Stored items from a collection
----

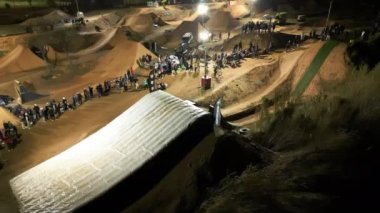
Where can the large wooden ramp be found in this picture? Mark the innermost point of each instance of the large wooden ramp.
(119, 163)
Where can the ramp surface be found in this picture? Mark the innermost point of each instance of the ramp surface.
(104, 159)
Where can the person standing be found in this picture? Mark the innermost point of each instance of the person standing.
(91, 91)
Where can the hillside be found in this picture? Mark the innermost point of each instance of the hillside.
(325, 155)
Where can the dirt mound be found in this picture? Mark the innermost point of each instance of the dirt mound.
(333, 70)
(279, 40)
(240, 11)
(21, 59)
(118, 60)
(104, 39)
(26, 92)
(221, 21)
(186, 26)
(108, 20)
(5, 116)
(305, 61)
(51, 18)
(244, 85)
(143, 23)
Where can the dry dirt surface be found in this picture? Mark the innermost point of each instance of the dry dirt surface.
(333, 70)
(311, 50)
(47, 139)
(221, 21)
(21, 59)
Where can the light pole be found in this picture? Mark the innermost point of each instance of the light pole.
(253, 4)
(202, 9)
(76, 3)
(205, 81)
(328, 15)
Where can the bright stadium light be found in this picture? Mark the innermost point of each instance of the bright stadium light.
(204, 35)
(202, 9)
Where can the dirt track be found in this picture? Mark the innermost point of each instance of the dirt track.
(47, 139)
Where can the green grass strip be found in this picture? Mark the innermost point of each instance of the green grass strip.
(314, 67)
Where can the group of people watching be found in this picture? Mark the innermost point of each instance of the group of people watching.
(9, 135)
(53, 109)
(258, 27)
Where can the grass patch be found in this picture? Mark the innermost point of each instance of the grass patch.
(314, 67)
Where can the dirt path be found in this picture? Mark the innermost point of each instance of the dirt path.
(314, 67)
(288, 61)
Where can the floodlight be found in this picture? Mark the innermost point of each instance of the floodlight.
(202, 9)
(204, 35)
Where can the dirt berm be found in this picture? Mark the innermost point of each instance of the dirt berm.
(244, 85)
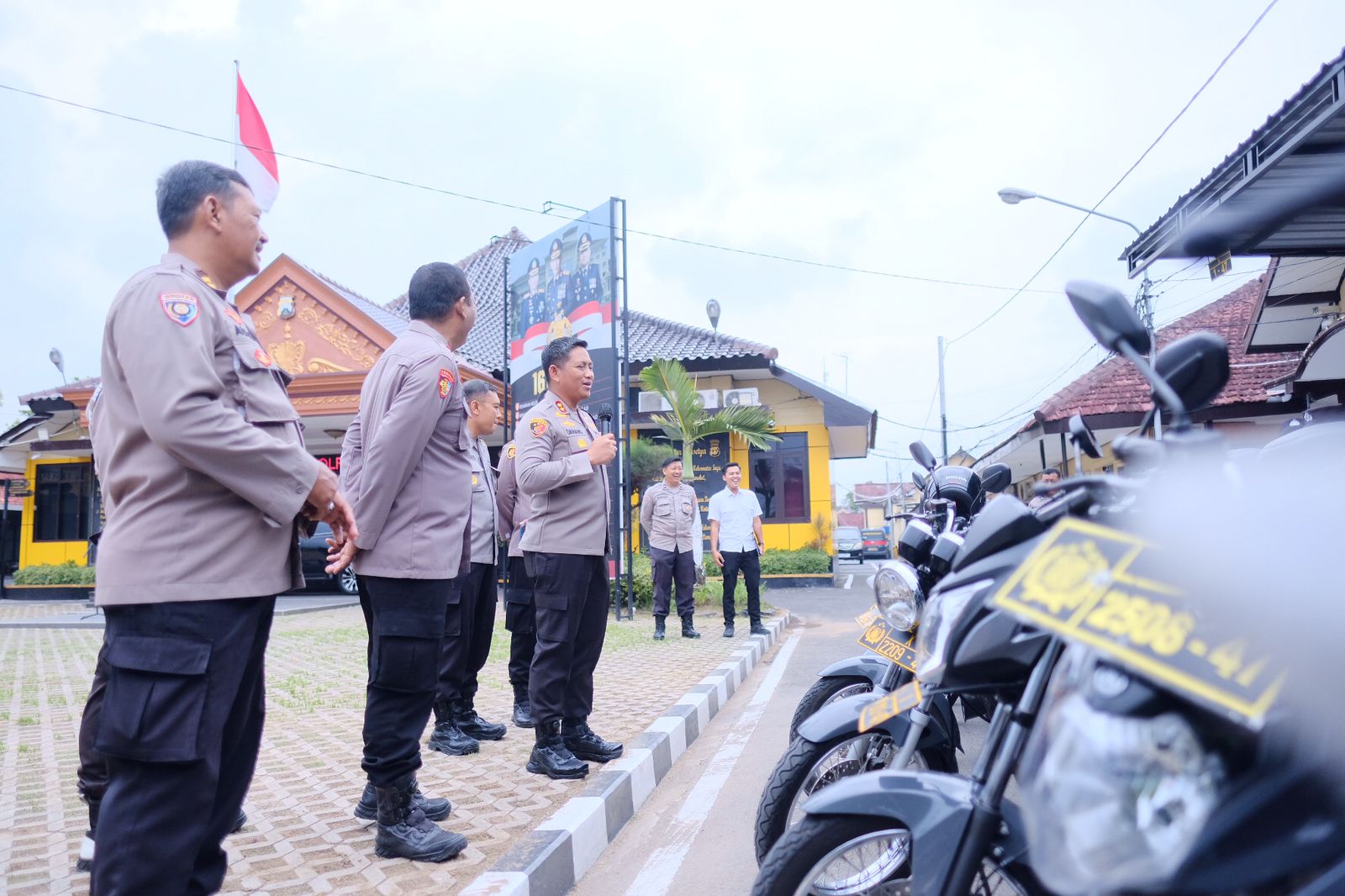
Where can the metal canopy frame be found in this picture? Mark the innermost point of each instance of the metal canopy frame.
(1263, 198)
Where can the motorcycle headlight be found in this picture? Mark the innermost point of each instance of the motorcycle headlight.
(941, 616)
(1111, 802)
(896, 589)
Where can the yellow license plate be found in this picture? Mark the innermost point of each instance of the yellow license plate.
(900, 647)
(1084, 582)
(868, 618)
(889, 707)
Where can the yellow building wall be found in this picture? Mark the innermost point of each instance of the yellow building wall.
(40, 553)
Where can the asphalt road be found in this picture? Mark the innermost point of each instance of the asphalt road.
(694, 835)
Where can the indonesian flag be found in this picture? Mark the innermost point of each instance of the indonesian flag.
(256, 161)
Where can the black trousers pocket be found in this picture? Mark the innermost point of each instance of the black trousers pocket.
(156, 693)
(407, 645)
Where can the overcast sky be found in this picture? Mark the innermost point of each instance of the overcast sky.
(869, 136)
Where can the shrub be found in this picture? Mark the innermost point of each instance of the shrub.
(66, 573)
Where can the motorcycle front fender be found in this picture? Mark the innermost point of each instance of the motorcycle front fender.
(934, 806)
(865, 667)
(842, 717)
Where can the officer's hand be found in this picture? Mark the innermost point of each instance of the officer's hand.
(603, 450)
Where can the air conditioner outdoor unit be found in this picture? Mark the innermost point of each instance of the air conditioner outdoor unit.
(740, 397)
(652, 401)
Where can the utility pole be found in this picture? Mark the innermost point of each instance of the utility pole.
(943, 405)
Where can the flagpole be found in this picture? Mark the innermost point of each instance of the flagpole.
(233, 125)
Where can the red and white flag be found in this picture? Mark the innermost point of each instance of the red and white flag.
(253, 156)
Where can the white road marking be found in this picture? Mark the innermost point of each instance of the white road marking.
(657, 875)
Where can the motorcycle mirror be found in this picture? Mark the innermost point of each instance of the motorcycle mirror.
(923, 455)
(995, 478)
(1084, 437)
(1109, 316)
(1196, 366)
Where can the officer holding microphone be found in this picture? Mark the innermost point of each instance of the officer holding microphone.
(562, 463)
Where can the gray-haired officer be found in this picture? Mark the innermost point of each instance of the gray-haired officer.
(202, 463)
(407, 465)
(670, 514)
(562, 461)
(514, 512)
(457, 727)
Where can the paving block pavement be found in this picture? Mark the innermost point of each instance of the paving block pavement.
(302, 837)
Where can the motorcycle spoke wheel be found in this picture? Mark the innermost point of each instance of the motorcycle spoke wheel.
(861, 867)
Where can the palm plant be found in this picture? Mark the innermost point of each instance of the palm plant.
(689, 423)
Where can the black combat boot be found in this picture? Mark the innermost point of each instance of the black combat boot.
(448, 737)
(405, 833)
(582, 741)
(522, 708)
(551, 756)
(474, 725)
(435, 809)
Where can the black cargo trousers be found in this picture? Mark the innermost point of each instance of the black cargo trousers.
(408, 620)
(179, 730)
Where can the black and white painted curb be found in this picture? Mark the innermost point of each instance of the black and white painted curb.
(551, 857)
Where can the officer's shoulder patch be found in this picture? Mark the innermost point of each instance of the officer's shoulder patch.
(182, 307)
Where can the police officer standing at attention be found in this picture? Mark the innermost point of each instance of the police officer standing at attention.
(407, 465)
(457, 728)
(562, 463)
(205, 478)
(670, 513)
(514, 512)
(588, 279)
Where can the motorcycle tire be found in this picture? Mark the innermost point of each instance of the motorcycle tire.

----

◆ **WORK REQUIRED**: Leave out every picture and transcribe the remaining entries exactly.

◆ **PROBLEM SOLUTION**:
Where can the large wooden ramp be found in this picture? Mark the innermost point of each instance of the large wooden ramp.
(119, 163)
Where can the ramp surface be found in this picture? Mark the innermost point of each instance of the ramp surface.
(104, 159)
Where can the person standing be found in this picture? Mark the innermost point of each instance of the person standing.
(91, 91)
Where can the hillside be found in this picture? Mark the innermost point of each instance of the hillside.
(325, 155)
Where can the dirt mound be found in this picture? Mark the innermost point of each instance of the dirt mound.
(333, 70)
(279, 40)
(240, 11)
(21, 59)
(118, 60)
(104, 39)
(26, 92)
(221, 21)
(186, 26)
(108, 20)
(5, 116)
(305, 61)
(51, 18)
(244, 85)
(143, 23)
Where can the dry dirt surface be found in this picture? Mark the innermost point of each instance of the dry dirt surface.
(333, 70)
(311, 50)
(47, 139)
(221, 21)
(21, 59)
Where can the light pole be found in this picture? Mark the innermost point of each instance of the light pole.
(253, 4)
(202, 9)
(76, 3)
(205, 81)
(328, 15)
Where can the bright stadium light be found in this picture? Mark the innermost point of each instance of the bright stadium light.
(204, 35)
(202, 9)
Where can the dirt track be found in this picture? Mark the innermost point of each instance of the dirt track.
(47, 139)
Where can the green grass strip be found in this picture? Mark the innermost point of each instance of the green grass strip.
(314, 67)
Where can the group of people watching be found in this picture? Mark the innermost point of each instance of the group of people watching.
(9, 135)
(53, 109)
(258, 27)
Where can the grass patch be found in this picture? Mark the innermost point of each instance of the grass patch.
(314, 67)
Where can the dirt path be found in this picture? Mark the innermost point of each instance of the dirt path.
(314, 67)
(288, 61)
Where can the floodlight be found in this picture? Mark the innermost point of each instance of the floodlight.
(202, 9)
(204, 35)
Where can the dirt berm be found in this picture? Mark the innermost point of each instance of the dirt berm.
(244, 85)
Where can the metal canopy frame be found in this picture? Mark the innermost point of each instance of the metal canopy frame.
(1263, 198)
Where can the motorcycle headlight be found in this picture? Mark the innermost point of each instance of the motorcycle headlight.
(941, 616)
(1111, 802)
(896, 589)
Where can the yellow license plate be found in this picture? Mark the innermost point of each instance of the yellow license plate.
(900, 647)
(1084, 582)
(868, 618)
(889, 707)
Where can the yellow building wall be found in this picture? Mark the innermost point of each instance of the yellow building wall.
(40, 553)
Where can the asphalt road be found in this picture? Mark the innermost point of each instance of the asphalt road.
(694, 835)
Where can the indonesian flag be found in this picture? Mark the innermost point of each instance of the indonesian flag.
(256, 161)
Where can the black trousers pocket be found in this picture? Mark the innermost point of each instance of the black trousers pocket.
(156, 693)
(407, 645)
Where can the overcast sky be found in this picture? Mark the innermost point of each instance of the overcast sky.
(869, 136)
Where can the shrub be found in this picture? Mark the innermost point of each instance of the shrub.
(66, 573)
Where can the motorcycle front fender be found in this picture? Mark the innermost point of each instance of the motorcycle front fender.
(934, 806)
(865, 667)
(842, 717)
Where can the officer's hand be found in this picture? Mark the innermost point of each instance of the officer's hand.
(603, 450)
Where can the air conditioner outdoor unit be found in this picture? Mark the innermost point of each instance of the air conditioner outdoor unit.
(740, 397)
(652, 401)
Where can the utility pole be found in this picture? Mark the innermost point of each instance of the utility pole.
(943, 405)
Where can the flagpole be found in this picture? Mark the innermost point of each instance of the flagpole.
(233, 125)
Where can the red and white flag be found in this picture? Mark the innermost point of each instance of the red and white flag.
(253, 156)
Where can the white road marking be found in this picture? Mark the innermost point of each instance of the white road marking.
(657, 875)
Where can the motorcycle mirror be found in this picture? Mark the innermost point of each instance of the motorcycle mirror.
(923, 455)
(995, 478)
(1084, 437)
(1109, 316)
(1196, 366)
Where can the officer holding microphone be found in this picture? Mark the innermost point of each instance of the officer holding microphone.
(562, 463)
Where can the gray-haired officer be found in this picture? Mark the innermost point of each instance of the gray-haired officer.
(202, 463)
(407, 465)
(670, 514)
(562, 461)
(514, 512)
(457, 727)
Where can the paving block pavement be found in this picture? Mark the innermost point of each instance of the paving block pavement.
(302, 837)
Where can the motorcycle spoke wheel be found in this picture? Mark the innermost point of each instance of the motorcycle spoke wheel.
(861, 867)
Where can the palm plant be found in this picture? Mark the innermost point of each instance of the palm plant.
(689, 423)
Where can the black combat boot be found in this picture? Mark the innermost point of each instance of the black combat boot.
(448, 737)
(405, 833)
(582, 741)
(522, 708)
(551, 756)
(474, 725)
(435, 809)
Where can the black cargo trousers be found in this picture? Mark the innermost point of each instance of the black cargo trousers.
(408, 620)
(179, 730)
Where can the black and white painted curb be found in this picture? Mark the innermost point of each instance of the black and white painted curb.
(551, 857)
Where can the officer's shoulder patch be found in this picture? Mark the innermost point of each instance of the officer's shoulder patch.
(182, 307)
Where can the police officer standing at attention be found in this picture? Mark the innermost point of each instance of the police officer standing at attention.
(407, 465)
(457, 728)
(562, 463)
(205, 478)
(670, 513)
(514, 512)
(588, 279)
Where can the motorcycle tire be found in this picture? Mark the innermost point of each instance of the motorcycle tire.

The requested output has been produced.